:: Texte source ::
----------

B- L'absence de véritable sanction de la
violation du délai raisonnable
Les procédures pénales sont soumises à un
principe général de célérité qui implique le
respect d'un délai raisonnable. Mais, la réalité en est
tout autre. En effet, certaines personnes, partie ou non au procès
pénal font recours à des manoeuvres dilatoires ou abusives
à dessein dans le but de ralentir la procédure pénale. Il
s'agit de la violation du délai raisonnable. Des questions s'imposent :
Qu'est-ce qu'une procédure abusive ? Qu'est-ce qui constitue
véritablement une procédure dilatoire ? Ces interrogations
restent sans réponses car, le législateur ne les a pas
prévues dans les Codes pénal et de procédure
pénale.

----------

:: Travail à faire ::
1. D'après le texte sur le délai raisonnable, à quel principe général les procédures pénales sont-elles soumises ?
2. Poursuivez le texte sur le délai raisonnable après sa dernière phrase.
Le matériel présenté ensuite est indépendant du texte sur le délai raisonnable.

----------

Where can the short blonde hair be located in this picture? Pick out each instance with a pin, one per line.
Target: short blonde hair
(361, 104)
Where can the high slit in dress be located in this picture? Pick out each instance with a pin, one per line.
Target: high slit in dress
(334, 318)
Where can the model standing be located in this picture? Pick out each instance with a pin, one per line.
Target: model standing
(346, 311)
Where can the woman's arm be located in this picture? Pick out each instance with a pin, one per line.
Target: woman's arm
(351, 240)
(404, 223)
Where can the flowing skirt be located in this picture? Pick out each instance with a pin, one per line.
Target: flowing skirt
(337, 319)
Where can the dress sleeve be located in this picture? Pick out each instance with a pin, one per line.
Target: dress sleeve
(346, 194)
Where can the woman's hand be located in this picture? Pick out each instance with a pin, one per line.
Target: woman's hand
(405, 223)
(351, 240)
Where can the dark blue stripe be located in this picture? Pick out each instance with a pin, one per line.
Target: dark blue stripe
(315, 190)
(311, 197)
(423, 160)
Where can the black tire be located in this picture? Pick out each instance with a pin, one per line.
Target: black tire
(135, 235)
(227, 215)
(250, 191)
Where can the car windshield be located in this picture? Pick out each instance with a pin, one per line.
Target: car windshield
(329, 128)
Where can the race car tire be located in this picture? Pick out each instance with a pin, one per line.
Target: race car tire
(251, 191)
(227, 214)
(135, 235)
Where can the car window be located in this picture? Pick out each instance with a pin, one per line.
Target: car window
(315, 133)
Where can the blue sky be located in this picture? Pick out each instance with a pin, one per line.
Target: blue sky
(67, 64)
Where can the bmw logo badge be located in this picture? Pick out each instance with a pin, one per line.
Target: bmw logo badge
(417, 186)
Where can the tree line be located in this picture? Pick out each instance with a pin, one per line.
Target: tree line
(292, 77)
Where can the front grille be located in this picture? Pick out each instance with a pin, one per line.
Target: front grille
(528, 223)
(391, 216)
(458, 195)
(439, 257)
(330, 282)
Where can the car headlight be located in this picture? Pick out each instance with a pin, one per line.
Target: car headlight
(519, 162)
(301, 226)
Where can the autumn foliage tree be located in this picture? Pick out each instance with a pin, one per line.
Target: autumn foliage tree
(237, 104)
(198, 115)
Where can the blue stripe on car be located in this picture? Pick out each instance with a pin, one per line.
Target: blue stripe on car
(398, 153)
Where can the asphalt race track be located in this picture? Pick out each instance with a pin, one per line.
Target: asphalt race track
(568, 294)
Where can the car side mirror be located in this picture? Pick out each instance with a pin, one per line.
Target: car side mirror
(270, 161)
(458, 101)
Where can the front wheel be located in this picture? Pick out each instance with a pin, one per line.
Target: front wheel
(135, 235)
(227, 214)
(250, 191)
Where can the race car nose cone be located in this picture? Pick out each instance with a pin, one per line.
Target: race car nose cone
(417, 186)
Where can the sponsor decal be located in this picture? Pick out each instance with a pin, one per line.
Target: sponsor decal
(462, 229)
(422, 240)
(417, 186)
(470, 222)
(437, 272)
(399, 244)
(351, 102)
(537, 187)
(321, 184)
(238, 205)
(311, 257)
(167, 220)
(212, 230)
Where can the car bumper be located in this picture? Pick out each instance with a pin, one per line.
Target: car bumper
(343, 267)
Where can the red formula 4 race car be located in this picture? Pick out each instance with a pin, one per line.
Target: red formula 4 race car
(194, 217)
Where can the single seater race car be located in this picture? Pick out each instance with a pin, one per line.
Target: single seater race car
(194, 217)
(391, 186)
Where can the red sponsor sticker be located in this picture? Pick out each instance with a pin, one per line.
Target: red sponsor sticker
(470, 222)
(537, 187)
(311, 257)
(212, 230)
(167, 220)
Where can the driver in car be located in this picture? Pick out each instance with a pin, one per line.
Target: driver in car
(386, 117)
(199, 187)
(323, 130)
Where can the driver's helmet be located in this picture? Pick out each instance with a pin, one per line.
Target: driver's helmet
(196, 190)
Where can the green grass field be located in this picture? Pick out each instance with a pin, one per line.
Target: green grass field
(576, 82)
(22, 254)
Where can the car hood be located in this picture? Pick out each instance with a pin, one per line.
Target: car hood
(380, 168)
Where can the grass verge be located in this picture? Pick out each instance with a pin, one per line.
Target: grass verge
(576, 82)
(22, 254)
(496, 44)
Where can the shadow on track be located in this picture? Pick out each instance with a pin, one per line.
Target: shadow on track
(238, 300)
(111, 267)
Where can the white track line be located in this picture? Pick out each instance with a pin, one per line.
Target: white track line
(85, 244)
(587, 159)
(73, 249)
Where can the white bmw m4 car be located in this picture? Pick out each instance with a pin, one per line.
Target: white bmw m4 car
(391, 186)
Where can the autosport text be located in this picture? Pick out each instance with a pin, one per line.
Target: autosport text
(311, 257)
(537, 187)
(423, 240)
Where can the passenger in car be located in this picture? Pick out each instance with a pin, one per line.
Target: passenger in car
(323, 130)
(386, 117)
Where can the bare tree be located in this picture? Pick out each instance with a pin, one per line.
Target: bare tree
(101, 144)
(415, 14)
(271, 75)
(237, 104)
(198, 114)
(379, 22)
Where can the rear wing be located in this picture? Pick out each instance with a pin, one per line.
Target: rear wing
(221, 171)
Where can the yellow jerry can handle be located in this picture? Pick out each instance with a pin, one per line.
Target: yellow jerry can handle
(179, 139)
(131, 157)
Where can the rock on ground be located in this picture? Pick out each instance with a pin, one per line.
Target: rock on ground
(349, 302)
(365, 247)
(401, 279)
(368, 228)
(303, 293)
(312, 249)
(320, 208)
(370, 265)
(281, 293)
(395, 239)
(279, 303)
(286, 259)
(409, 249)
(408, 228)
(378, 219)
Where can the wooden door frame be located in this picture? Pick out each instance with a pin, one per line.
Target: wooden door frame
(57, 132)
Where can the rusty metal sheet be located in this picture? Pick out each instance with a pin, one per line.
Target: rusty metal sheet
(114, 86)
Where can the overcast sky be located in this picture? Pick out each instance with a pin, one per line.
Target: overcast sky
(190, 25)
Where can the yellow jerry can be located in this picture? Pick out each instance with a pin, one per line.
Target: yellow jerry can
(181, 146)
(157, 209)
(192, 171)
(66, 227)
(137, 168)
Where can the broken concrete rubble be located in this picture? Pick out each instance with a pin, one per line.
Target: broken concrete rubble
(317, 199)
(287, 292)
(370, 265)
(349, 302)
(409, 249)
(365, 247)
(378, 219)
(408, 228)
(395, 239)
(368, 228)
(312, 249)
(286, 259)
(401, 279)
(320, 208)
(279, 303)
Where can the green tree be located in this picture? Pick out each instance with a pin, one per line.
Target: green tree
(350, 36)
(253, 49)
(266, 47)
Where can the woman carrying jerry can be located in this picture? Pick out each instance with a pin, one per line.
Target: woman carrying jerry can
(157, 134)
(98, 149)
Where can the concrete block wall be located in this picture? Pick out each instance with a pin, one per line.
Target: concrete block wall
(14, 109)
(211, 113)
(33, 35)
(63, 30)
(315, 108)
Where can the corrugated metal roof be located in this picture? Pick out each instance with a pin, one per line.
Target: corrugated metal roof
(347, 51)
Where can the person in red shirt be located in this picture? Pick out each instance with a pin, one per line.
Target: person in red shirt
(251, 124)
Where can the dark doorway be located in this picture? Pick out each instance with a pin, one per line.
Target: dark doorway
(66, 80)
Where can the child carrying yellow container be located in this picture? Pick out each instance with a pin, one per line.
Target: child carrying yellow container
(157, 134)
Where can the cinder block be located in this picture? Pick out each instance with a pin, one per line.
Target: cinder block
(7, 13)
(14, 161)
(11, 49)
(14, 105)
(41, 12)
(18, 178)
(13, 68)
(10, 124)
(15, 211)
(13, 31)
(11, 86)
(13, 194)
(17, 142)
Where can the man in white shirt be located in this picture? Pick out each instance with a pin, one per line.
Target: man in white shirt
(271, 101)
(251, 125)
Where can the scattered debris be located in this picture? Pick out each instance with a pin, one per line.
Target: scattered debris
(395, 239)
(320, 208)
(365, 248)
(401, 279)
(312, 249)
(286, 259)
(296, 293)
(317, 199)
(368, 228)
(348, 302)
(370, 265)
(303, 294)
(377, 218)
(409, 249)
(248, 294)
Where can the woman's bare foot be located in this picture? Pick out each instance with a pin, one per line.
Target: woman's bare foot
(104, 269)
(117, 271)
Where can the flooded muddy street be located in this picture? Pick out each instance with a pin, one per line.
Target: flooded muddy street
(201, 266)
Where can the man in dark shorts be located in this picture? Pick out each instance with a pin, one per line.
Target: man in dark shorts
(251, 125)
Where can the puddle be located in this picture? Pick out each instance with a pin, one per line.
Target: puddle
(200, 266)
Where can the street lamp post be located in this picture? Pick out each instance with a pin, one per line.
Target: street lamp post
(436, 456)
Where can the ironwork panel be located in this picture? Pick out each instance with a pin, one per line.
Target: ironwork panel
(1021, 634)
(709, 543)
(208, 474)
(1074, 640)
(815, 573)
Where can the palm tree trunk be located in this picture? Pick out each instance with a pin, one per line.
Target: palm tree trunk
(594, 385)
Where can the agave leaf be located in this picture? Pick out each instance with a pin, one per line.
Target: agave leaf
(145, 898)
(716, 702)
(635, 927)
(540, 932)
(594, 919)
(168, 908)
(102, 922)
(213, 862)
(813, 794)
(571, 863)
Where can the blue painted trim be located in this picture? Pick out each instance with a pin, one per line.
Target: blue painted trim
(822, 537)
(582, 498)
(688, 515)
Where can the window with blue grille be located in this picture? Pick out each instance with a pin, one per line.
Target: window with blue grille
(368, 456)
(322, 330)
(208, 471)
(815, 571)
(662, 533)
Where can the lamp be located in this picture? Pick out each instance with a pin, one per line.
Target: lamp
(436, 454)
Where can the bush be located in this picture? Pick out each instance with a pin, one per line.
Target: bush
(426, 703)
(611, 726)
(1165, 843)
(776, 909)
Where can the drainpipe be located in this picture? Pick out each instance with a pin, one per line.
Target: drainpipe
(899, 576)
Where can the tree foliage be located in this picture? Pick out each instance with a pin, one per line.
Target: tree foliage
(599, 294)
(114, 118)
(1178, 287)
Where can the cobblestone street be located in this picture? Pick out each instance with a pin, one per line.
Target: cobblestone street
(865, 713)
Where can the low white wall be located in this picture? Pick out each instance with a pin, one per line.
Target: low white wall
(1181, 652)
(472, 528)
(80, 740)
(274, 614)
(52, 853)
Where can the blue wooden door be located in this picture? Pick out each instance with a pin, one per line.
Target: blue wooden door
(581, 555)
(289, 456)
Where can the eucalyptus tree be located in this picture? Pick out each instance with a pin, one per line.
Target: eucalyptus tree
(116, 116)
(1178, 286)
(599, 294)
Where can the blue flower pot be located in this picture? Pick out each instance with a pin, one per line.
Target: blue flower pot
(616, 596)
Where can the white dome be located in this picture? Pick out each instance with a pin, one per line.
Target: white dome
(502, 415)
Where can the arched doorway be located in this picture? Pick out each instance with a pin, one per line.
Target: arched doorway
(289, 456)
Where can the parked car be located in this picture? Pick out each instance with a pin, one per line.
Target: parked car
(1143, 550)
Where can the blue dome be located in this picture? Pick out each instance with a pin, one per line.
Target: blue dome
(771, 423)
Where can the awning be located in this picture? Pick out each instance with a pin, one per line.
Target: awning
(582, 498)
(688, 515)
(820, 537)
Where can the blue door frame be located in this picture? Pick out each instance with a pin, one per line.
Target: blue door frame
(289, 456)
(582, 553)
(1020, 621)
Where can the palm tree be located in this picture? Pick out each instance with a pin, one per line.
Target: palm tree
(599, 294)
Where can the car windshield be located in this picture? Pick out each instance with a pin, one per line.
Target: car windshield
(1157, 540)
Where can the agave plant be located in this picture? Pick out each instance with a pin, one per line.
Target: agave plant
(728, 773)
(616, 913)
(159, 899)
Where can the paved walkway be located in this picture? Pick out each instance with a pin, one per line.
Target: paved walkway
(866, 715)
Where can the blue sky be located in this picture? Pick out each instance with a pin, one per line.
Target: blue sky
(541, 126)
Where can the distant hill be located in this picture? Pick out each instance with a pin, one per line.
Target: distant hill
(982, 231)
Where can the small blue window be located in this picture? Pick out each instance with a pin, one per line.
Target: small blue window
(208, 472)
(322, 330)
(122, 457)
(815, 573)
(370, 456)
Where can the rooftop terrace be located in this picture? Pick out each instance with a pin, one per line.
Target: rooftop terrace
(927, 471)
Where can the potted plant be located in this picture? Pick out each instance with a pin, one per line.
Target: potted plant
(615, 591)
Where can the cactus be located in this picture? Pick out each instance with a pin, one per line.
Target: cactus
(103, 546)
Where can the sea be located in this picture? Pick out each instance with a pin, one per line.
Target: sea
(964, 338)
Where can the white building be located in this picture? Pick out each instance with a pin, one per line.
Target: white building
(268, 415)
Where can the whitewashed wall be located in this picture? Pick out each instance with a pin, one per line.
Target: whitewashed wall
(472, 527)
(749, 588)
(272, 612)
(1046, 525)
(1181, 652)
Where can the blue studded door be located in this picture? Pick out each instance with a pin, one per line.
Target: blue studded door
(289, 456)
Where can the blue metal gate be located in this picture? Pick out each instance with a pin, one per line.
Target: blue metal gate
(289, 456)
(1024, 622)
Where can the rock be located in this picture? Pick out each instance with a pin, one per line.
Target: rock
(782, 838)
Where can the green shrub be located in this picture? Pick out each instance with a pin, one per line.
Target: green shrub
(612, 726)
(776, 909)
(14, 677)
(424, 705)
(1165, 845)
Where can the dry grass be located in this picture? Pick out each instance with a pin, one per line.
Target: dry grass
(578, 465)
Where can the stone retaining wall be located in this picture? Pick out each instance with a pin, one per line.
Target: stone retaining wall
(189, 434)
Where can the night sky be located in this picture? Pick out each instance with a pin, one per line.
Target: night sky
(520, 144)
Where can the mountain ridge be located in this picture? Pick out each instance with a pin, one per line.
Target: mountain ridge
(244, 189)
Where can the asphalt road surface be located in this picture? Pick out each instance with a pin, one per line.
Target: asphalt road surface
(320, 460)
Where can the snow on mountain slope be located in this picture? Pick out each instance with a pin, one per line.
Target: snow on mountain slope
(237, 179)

----------

:: Réponses par tâche ::
1. Elles sont soumises à un principe général de célérité, qui implique le respect d'un délai raisonnable.

2.
La violation du délai raisonnable doit être
sanctionnée afin de dissuader d'éventuels contrevenants. Sur ce,
qu'il s'agisse d'un justiciable, de son conseil, des autorités
politiques, administratives, parlementaires, judiciaires ou militaires, la
rigueur de la loi pénale doit leur être appliquée. Le
législateur n'a regrettablement pas prévu de sanctions pour la
répression de la violation du délai raisonnable. Cette situation
se relève à plusieurs niveaux.
D'abord, le législateur n'a pas prévu de
sanctions pour réprimer l'interférence de l'Etat dans l'exercice
du travail du juge alors que certains responsables politiques font obstruction
à la justice pénale dans leurs intérêts.
L'interférence dans le travail du juge constitue une atteinte à
son indépendance.
86 ROUMIER (W.), Mise en oeuvre de la loi du
9 mars 2004 portant adaptation de la justice aux évolutions de la
criminalité, Droit pénal, avril 2005.
87 CPP Sénégal.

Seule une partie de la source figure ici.